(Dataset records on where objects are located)

▬▬▬▬▬▬

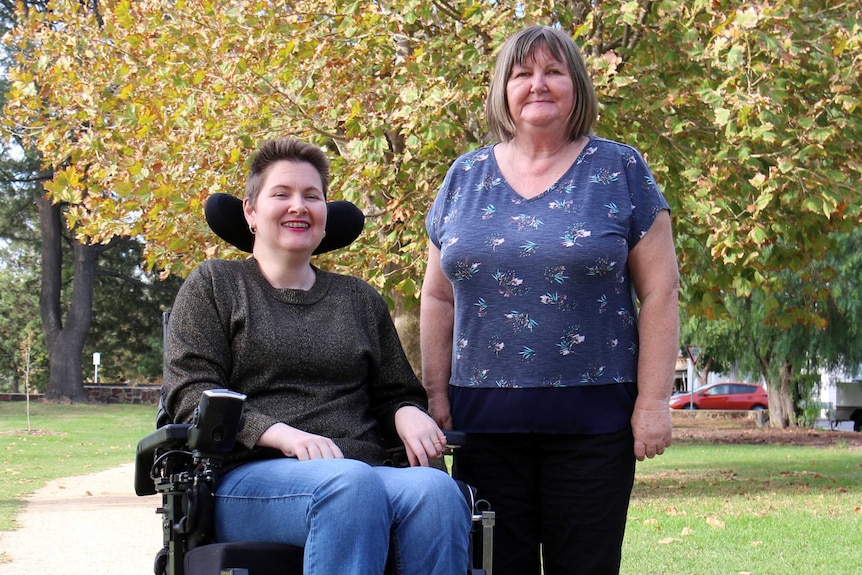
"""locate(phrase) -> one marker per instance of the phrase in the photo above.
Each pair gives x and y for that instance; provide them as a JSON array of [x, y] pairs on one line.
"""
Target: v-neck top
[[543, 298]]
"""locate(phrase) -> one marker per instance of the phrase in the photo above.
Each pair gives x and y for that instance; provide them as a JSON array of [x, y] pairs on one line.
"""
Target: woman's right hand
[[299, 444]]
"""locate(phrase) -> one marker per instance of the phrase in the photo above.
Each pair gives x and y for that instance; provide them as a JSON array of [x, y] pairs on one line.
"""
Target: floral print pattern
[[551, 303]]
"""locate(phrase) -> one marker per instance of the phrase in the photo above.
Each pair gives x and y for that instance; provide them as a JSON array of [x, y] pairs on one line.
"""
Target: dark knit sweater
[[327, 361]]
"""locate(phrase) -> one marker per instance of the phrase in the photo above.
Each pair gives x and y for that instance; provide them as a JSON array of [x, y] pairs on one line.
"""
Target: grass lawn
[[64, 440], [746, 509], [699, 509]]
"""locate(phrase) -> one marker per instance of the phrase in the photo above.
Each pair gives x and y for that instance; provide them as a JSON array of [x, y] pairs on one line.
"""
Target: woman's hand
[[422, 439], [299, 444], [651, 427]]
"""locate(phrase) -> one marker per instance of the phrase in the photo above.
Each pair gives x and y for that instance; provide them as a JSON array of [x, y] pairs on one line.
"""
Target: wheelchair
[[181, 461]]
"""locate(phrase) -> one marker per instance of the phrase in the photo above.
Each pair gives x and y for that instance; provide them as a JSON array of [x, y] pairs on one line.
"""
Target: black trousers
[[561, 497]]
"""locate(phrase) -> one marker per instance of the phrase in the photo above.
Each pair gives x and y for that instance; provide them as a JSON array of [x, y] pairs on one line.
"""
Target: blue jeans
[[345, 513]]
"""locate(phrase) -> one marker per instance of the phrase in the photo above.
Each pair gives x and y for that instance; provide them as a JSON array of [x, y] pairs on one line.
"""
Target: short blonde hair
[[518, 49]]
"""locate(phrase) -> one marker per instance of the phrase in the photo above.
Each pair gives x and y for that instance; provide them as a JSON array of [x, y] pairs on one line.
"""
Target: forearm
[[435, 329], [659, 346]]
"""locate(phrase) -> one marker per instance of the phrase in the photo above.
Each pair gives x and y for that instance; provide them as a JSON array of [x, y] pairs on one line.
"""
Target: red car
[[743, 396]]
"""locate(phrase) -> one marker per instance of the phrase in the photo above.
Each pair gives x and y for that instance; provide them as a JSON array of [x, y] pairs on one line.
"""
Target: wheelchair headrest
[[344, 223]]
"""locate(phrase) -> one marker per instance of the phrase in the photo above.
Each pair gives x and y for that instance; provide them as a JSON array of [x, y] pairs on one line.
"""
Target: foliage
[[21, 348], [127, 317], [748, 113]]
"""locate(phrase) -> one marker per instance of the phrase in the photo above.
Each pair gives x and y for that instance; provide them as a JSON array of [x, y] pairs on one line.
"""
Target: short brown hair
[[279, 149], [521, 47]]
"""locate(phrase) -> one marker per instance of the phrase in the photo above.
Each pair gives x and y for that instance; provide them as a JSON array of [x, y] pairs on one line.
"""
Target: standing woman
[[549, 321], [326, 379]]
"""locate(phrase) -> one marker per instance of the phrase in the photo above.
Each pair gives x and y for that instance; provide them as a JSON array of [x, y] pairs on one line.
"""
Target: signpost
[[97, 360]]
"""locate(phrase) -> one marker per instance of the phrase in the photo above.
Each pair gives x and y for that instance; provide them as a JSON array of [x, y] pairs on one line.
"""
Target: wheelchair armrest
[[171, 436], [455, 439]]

▬▬▬▬▬▬

Work to be completed
Collect every line of the data above that contains the word "wheelchair" and list those lines.

Answer to the task
Target: wheelchair
Target: wheelchair headrest
Target: wheelchair armrest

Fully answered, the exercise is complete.